> **WHAT IS BEING ASKED**
In the account of the Thanksgiving visit below, how long had it been since the narrator last saw their dad?

> **DOCUMENT SECTION**
When I drove home for Thanksgiving last week, I hadn’t seen my dad in a year. I’d spoken to him on the phone, and while he tried to play along, I could tell he didn’t know who I was. During one conversation, he set down the phone but continued talking to me. I could hear my mom trying to explain to him that he needed to hold the phone to his ear. He wasn’t grasping any of it.
As my sister and I went to pick him up at the nursing home, I was bracing myself for the worst. But it wasn’t the traumatic experience I’d feared. He was sitting in a chair in the lobby, hopelessly confused as a gentle giant of an orderly tried to explain that he needed to put his shoes on before going outside. But when he saw me, he brightened and exclaimed, “Oh, hi! How are you?”
He didn’t call me by name. I don’t believe he knew my name. But he was clearly happy to see me and gave me a hug. He shuffled outside to the van with my sister guiding him. It took me a few minutes to get his safety harness in place because he thought I was dressing him and kept raising his arms. As I was helping him out of the van and into my mom’s house, he squeezed my forearm and said, “It’s good to see you. I love you, you know.”
Little else he said all day made sense, but I responded as best I could. Twice, he asked how I like living here, meaning in Illinois. I said it’s fine. The second time, he replied, “Yes, it’s good, because you can go that way and be right there, or you can go over there, or you can go down to … uh … that other place.” I think he meant St. Louis, where he and my mom used to drive for weekend getaways.

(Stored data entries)
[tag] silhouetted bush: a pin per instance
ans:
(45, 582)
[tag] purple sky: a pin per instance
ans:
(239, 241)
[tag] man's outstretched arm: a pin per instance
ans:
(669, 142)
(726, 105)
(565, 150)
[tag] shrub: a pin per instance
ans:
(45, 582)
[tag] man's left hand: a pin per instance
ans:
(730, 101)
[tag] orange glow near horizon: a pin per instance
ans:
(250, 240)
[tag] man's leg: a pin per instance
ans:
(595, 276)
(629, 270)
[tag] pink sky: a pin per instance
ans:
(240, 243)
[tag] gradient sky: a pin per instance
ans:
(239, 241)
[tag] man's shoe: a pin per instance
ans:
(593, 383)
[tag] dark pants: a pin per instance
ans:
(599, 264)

> **ANSWER SPACE**
A year.